JOB: What follows is a set of records; repeat all of them exactly.
### RECORDS FOR PROCESSING ###
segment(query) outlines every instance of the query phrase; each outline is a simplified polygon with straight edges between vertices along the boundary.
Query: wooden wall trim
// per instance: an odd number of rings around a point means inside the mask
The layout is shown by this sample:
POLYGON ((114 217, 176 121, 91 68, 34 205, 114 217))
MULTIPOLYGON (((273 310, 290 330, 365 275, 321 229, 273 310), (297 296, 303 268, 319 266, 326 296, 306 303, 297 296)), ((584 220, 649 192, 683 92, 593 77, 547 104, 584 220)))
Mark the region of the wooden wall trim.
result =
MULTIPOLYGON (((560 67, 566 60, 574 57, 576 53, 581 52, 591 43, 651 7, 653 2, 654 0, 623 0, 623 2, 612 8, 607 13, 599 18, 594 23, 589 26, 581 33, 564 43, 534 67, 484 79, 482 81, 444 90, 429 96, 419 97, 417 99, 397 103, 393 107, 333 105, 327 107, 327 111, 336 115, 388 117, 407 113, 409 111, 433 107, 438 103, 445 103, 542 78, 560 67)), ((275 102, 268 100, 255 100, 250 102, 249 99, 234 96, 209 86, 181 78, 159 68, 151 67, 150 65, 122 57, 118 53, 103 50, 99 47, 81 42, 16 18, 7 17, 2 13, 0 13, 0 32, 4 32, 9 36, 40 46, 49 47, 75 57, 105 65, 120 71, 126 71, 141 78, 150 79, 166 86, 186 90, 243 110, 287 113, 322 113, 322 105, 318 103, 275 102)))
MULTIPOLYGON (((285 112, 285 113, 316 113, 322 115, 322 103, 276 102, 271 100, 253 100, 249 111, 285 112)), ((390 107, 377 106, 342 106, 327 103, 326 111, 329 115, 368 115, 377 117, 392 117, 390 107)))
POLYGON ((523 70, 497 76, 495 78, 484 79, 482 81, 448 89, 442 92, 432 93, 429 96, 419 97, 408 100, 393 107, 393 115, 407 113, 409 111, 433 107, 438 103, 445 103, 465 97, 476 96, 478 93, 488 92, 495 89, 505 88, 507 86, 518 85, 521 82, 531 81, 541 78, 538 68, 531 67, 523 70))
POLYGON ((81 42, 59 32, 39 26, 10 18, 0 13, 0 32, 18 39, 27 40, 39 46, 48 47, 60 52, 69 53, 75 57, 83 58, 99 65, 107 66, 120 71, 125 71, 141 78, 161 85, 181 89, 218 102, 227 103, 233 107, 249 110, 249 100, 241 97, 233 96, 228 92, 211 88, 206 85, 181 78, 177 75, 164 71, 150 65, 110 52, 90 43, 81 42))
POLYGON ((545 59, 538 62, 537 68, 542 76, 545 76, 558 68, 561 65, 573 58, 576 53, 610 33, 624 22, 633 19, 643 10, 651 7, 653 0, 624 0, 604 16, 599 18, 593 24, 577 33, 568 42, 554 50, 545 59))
###
THE RESPONSE:
segment(query) outlines every instance of the query phrase; each outline is a simplified polygon with straight edges between vertices along the boundary.
Query: wooden wall trim
// per instance: an odd number of rings around a point means inside the mask
The layout is shown by this sample:
POLYGON ((114 217, 176 121, 91 68, 34 205, 114 217))
MULTIPOLYGON (((273 310, 290 330, 365 275, 321 229, 273 310), (297 296, 303 268, 319 266, 326 296, 306 303, 297 296)), ((584 220, 649 192, 683 92, 593 77, 547 104, 584 220)))
Mark the region of the wooden wall trim.
result =
MULTIPOLYGON (((560 67, 566 60, 574 57, 576 53, 581 52, 591 43, 651 7, 653 2, 654 0, 623 0, 623 2, 612 8, 607 13, 599 18, 594 23, 589 26, 581 33, 564 43, 534 67, 484 79, 482 81, 444 90, 429 96, 419 97, 417 99, 397 103, 393 107, 333 105, 327 107, 327 111, 336 115, 388 117, 407 113, 409 111, 433 107, 438 103, 445 103, 542 78, 560 67)), ((275 102, 268 100, 255 100, 250 102, 249 99, 234 96, 209 86, 181 78, 159 68, 151 67, 150 65, 122 57, 118 53, 103 50, 99 47, 81 42, 16 18, 7 17, 2 13, 0 13, 0 32, 4 32, 9 36, 40 46, 49 47, 75 57, 105 65, 120 71, 126 71, 141 78, 150 79, 166 86, 186 90, 243 110, 287 113, 322 113, 322 105, 318 103, 275 102)))
MULTIPOLYGON (((285 112, 285 113, 316 113, 322 115, 322 103, 276 102, 271 100, 253 100, 249 111, 285 112)), ((390 107, 377 106, 342 106, 327 103, 326 111, 329 115, 368 115, 377 117, 392 117, 390 107)))
POLYGON ((523 70, 497 76, 495 78, 484 79, 482 81, 448 89, 442 92, 432 93, 429 96, 419 97, 408 100, 393 107, 393 115, 407 113, 409 111, 433 107, 438 103, 445 103, 465 97, 476 96, 478 93, 488 92, 495 89, 505 88, 507 86, 518 85, 521 82, 531 81, 541 78, 538 68, 531 67, 523 70))
POLYGON ((81 42, 59 32, 39 26, 10 18, 0 13, 0 32, 18 39, 27 40, 39 46, 48 47, 60 52, 69 53, 75 57, 83 58, 99 65, 107 66, 120 71, 125 71, 141 78, 161 85, 181 89, 218 102, 227 103, 233 107, 249 110, 249 100, 241 97, 233 96, 228 92, 211 88, 206 85, 181 78, 177 75, 164 71, 150 65, 110 52, 90 43, 81 42))
POLYGON ((545 59, 538 62, 537 68, 542 76, 545 76, 558 68, 561 65, 573 58, 576 53, 610 33, 624 22, 633 19, 643 10, 651 7, 653 0, 624 0, 604 16, 599 18, 593 24, 577 33, 568 42, 554 50, 545 59))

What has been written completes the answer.